| SUPPLIED TEXT |
## BEGIN

Originally published in 1958, The Question is the book that opened the torture debate in France during Algeria’s war of independence and was the first book since the eighteenth century to be banned by the French government for political reasons.

At the time of his arrest by French paratroopers during the Battle of Algiers in June of 1957, Henri Alleg was a French journalist who supported Algerian independence. He was interrogated for one month. During this imprisonment, Alleg was questioned under torture, with unbelievable brutality and sadism. The Question is Alleg's profoundly moving account of that month and of his triumph over his torturers. Jean-Paul Sartre’s preface remains a relevant commentary on the moral and political effects of torture on both the victim and perpetrator.

This Bison Books edition marks the first time since 1958 that The Question has been published in the United States. For this edition Ellen Ray provides a foreword. James D. Le Sueur offers an introduction.


Henri Alleg is a journalist living in Paris and the author of many works in French. Jean-Paul Sartre was one of the most influential writers and existentialist philosophers of the twentieth century. Ellen Ray is the coauthor, with Michael Ratner, of Guantanamo: What the World Should Know. James D. Le Sueur is an associate professor of history at the University of Nebraska–Lincoln. He is the editor of Mouloud Feraoun’s Journal, 1955–1962: Reflections on the French-Algerian War (Nebraska 2000) and the author of Uncivil War: Intellectuals and Identity Politics during the Decolonization of Algeria, Second Edition (Nebraska 2005).

## END

| DATA ENTRIES |
## BEGIN

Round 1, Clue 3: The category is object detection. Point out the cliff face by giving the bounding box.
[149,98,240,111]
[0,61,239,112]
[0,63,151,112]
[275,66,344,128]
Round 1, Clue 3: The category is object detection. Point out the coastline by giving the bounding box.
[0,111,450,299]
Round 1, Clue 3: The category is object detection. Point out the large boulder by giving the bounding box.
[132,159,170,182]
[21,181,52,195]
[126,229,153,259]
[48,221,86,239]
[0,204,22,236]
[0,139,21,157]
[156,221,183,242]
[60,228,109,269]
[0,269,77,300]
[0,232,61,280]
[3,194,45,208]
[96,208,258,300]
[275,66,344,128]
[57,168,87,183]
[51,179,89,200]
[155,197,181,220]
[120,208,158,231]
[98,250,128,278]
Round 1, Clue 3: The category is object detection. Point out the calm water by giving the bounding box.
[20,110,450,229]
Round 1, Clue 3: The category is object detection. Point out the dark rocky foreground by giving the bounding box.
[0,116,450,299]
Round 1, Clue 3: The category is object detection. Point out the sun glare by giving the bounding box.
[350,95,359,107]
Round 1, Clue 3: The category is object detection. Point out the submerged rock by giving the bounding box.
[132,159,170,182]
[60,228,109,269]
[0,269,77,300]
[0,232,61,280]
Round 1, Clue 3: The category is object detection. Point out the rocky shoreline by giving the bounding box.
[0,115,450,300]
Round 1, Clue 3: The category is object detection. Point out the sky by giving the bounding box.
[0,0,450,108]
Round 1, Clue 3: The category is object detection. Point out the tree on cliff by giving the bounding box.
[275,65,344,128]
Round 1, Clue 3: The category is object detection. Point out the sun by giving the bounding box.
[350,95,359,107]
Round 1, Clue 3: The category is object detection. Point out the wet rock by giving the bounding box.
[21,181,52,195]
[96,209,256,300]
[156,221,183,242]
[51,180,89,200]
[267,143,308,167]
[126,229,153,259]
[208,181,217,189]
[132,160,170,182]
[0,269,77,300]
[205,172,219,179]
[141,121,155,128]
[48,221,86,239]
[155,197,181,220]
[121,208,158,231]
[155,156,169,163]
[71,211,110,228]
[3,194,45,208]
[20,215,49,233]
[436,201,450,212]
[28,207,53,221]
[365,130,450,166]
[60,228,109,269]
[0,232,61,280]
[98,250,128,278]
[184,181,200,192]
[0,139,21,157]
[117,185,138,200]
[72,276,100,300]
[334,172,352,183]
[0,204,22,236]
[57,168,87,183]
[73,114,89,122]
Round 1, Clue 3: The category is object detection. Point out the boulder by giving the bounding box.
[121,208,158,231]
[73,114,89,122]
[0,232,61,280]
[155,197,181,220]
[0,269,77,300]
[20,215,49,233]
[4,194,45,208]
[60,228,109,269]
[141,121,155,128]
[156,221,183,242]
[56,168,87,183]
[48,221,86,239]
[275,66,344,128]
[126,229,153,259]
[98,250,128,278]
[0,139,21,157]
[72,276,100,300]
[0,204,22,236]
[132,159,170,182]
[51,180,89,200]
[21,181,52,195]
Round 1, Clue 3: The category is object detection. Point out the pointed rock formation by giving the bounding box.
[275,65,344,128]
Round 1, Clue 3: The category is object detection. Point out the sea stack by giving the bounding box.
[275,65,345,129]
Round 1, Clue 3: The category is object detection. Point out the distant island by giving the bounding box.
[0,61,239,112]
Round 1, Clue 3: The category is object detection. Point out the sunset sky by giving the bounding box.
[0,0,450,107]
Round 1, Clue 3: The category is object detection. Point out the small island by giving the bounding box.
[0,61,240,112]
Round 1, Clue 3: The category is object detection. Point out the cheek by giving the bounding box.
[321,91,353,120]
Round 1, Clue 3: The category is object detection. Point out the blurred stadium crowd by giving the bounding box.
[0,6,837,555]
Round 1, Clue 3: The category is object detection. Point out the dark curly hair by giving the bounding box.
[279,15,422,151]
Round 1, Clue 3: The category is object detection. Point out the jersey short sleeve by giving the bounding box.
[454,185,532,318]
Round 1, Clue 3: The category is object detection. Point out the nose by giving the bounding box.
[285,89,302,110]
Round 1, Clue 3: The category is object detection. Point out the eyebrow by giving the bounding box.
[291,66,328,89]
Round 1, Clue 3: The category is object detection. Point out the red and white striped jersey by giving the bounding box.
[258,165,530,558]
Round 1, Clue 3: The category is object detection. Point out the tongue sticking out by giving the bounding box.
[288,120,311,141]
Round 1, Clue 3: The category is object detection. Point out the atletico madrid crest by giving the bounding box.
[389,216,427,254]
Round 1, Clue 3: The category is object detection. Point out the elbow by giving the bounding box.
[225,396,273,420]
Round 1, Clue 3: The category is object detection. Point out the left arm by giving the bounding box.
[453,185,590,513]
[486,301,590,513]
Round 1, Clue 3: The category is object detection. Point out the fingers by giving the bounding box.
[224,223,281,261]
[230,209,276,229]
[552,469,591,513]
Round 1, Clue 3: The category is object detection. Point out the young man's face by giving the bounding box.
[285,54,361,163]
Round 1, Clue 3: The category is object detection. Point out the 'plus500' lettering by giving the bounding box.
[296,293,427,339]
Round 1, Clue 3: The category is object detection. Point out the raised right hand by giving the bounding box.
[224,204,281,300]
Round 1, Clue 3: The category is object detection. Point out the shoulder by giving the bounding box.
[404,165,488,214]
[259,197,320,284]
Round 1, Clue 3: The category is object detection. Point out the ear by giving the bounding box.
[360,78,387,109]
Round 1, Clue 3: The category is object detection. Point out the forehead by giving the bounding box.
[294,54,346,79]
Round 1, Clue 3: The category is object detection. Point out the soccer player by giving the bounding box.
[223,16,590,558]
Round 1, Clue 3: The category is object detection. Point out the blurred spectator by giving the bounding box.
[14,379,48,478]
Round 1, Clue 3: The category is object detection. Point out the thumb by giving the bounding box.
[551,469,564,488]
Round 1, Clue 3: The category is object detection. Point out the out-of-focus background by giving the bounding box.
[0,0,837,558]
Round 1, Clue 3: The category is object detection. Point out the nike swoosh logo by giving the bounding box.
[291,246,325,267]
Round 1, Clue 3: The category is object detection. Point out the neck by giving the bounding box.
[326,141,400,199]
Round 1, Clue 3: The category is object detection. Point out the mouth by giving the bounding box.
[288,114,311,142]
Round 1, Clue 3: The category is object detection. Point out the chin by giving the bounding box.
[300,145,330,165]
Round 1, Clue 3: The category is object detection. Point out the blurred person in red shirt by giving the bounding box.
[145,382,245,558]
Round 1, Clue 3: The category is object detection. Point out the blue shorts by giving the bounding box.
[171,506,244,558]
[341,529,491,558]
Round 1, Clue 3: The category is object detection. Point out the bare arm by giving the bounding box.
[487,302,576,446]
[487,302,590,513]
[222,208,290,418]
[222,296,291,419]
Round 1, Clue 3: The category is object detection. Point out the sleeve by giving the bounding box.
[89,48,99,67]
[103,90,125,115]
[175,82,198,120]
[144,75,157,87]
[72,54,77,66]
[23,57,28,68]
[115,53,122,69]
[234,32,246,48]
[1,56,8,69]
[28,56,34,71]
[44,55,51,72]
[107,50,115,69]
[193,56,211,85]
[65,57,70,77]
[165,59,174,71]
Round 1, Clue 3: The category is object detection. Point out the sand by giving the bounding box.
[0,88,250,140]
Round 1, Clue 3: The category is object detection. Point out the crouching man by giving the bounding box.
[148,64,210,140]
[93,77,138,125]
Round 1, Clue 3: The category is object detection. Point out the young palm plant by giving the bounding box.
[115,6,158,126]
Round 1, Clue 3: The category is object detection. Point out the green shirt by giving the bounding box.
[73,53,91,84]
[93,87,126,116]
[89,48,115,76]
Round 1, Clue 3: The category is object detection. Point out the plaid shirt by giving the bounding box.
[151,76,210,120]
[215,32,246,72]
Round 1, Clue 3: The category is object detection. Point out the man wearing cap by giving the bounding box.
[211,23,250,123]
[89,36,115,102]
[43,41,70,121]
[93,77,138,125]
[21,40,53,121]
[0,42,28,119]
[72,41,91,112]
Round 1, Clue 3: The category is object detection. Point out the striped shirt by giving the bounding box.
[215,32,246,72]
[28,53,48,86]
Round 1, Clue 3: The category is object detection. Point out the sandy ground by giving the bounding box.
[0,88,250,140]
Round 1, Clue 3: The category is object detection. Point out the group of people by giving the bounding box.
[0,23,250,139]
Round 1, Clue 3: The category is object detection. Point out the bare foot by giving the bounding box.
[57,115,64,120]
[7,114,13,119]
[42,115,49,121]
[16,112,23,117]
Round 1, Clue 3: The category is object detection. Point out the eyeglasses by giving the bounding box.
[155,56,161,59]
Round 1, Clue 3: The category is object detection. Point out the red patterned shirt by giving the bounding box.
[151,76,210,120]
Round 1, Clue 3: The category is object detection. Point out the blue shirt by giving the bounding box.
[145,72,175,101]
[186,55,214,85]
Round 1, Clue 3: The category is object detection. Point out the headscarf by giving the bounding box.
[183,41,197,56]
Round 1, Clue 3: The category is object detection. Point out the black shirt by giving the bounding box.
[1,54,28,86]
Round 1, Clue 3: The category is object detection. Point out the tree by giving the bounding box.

## END

| WHAT TO DO |
Please write out, word for word, everything in the description of The Question above from "This Bison Books" down to "Edition (Nebraska 2005).".

| THE COMPLETED TASK |
This Bison Books edition marks the first time since 1958 that The Question has been published in the United States. For this edition Ellen Ray provides a foreword. James D. Le Sueur offers an introduction.


Henri Alleg is a journalist living in Paris and the author of many works in French. Jean-Paul Sartre was one of the most influential writers and existentialist philosophers of the twentieth century. Ellen Ray is the coauthor, with Michael Ratner, of Guantanamo: What the World Should Know. James D. Le Sueur is an associate professor of history at the University of Nebraska–Lincoln. He is the editor of Mouloud Feraoun’s Journal, 1955–1962: Reflections on the French-Algerian War (Nebraska 2000) and the author of Uncivil War: Intellectuals and Identity Politics during the Decolonization of Algeria, Second Edition (Nebraska 2005).